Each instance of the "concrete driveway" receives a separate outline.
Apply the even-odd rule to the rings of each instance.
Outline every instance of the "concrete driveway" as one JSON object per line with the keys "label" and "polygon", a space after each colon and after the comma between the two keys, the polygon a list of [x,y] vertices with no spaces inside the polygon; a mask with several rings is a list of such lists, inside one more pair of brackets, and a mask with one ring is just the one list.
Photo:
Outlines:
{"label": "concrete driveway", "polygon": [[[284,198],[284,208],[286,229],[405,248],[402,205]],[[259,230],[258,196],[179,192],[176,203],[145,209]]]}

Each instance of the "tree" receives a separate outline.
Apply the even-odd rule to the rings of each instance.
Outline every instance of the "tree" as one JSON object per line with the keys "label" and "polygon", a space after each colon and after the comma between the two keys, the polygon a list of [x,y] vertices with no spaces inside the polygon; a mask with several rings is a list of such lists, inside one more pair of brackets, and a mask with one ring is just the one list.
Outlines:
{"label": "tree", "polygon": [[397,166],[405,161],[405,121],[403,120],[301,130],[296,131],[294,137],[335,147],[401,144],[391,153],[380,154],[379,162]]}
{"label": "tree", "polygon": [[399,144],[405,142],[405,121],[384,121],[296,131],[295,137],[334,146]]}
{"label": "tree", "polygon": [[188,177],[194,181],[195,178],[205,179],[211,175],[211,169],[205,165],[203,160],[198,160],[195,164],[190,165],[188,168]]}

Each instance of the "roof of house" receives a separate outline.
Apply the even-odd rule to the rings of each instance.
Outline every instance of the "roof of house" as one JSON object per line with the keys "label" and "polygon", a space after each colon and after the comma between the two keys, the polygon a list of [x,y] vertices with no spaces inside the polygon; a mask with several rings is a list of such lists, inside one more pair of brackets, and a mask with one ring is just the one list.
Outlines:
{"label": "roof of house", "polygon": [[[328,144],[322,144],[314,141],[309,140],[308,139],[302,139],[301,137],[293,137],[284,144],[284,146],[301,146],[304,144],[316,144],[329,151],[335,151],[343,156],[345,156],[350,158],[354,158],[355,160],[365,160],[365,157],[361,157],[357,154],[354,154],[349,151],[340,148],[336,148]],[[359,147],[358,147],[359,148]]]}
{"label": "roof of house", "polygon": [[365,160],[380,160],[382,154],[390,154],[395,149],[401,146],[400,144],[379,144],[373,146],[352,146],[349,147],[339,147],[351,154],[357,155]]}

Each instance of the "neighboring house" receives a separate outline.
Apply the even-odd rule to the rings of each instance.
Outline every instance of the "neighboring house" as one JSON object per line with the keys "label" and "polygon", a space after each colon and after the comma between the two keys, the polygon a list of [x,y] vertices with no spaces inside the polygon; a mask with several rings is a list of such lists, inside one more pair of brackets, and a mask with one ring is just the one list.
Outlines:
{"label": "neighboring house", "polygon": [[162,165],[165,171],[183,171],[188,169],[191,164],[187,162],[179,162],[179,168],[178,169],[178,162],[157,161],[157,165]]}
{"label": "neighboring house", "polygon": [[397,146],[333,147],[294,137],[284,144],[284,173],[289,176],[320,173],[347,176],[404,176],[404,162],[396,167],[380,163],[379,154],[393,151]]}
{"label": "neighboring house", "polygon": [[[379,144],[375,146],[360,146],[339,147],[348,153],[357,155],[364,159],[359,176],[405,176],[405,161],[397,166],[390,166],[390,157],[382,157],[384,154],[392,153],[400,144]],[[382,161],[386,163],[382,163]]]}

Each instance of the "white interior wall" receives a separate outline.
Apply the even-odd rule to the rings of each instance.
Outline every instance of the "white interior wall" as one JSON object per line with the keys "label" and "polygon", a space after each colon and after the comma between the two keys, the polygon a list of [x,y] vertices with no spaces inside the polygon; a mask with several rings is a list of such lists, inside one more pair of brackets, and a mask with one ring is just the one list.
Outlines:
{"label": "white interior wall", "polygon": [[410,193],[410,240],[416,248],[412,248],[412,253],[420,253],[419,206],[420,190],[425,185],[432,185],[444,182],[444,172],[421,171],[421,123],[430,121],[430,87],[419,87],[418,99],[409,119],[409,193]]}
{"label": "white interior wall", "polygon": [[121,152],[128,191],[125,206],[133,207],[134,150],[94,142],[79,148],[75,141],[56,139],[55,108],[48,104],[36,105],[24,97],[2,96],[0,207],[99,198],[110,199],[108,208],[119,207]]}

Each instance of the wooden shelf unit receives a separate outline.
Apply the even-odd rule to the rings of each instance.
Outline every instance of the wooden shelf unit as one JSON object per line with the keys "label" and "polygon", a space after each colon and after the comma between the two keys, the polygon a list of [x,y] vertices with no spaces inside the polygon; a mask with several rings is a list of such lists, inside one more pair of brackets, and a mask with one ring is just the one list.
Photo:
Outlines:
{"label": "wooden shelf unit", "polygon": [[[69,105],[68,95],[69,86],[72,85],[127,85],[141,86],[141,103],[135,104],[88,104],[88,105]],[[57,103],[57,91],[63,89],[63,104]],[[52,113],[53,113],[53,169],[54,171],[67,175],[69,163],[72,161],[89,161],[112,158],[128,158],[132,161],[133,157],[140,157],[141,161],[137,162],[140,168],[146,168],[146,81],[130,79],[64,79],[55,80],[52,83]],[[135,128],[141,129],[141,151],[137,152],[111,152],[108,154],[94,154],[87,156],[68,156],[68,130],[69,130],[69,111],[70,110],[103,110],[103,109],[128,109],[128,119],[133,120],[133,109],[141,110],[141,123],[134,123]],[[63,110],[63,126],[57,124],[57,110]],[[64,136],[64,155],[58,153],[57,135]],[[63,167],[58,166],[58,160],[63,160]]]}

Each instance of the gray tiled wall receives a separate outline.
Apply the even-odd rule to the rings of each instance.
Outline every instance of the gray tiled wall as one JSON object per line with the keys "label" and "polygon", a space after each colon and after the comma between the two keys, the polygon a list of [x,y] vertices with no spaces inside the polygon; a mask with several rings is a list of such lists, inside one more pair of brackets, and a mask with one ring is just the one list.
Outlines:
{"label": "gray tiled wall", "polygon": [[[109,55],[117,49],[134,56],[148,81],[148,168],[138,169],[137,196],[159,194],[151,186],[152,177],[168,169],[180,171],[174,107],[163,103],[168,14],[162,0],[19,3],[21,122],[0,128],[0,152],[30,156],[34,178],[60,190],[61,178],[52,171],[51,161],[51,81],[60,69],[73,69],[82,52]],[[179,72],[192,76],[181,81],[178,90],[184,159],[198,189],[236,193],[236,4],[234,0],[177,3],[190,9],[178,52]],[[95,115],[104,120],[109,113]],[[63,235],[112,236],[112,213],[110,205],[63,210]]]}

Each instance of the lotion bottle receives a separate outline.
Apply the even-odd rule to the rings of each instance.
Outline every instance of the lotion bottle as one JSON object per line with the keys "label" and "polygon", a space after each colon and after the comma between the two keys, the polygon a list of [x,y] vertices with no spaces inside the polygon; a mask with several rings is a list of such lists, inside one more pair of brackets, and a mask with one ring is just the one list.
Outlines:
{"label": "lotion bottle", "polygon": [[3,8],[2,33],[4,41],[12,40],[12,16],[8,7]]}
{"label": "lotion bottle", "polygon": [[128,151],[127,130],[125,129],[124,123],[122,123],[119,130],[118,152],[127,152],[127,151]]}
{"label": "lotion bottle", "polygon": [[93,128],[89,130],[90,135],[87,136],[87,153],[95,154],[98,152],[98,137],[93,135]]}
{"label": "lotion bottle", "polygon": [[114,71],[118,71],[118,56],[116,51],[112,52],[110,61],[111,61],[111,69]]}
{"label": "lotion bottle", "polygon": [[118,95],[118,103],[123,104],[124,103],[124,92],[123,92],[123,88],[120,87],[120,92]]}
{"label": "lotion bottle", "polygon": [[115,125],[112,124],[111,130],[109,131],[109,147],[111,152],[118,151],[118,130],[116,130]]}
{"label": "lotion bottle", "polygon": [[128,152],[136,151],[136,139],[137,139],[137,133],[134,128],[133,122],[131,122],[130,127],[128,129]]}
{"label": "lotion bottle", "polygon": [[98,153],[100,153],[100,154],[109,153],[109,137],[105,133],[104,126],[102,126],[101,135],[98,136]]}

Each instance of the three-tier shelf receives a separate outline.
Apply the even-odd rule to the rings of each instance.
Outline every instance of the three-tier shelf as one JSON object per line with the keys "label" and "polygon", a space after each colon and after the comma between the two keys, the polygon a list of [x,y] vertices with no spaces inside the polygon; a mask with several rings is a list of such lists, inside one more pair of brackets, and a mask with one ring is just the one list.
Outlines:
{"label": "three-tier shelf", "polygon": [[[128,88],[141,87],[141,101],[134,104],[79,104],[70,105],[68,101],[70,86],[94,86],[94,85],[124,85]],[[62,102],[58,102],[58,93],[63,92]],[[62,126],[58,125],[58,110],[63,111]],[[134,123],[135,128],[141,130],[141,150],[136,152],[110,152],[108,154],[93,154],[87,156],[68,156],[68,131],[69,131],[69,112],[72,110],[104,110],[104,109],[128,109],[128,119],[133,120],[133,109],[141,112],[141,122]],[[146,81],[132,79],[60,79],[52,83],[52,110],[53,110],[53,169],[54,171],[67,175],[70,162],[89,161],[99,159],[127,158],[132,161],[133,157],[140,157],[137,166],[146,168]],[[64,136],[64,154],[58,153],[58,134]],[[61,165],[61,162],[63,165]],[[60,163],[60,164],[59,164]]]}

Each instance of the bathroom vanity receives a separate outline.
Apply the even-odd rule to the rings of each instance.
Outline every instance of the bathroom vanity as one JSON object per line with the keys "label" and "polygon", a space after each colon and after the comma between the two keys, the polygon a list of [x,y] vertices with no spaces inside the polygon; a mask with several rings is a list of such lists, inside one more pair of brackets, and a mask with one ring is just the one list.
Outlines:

----

• **The problem**
Only the lines from the one that contains "Each instance of the bathroom" to the end of the entries above should be given again, exactly and in full.

• **In response**
Each instance of the bathroom vanity receives a separate outline.
Apply the even-odd rule to the rings of each instance.
Outline every instance of the bathroom vanity as one JSON object per line with the keys "label" and "polygon", a space after each colon and after the comma between the two keys, the polygon a list of [x,y] vertices with no spaces inside the polygon; a mask with several rings is a list of such lists, inside one more pair of brackets, and a mask with one ring is just the one list.
Outlines:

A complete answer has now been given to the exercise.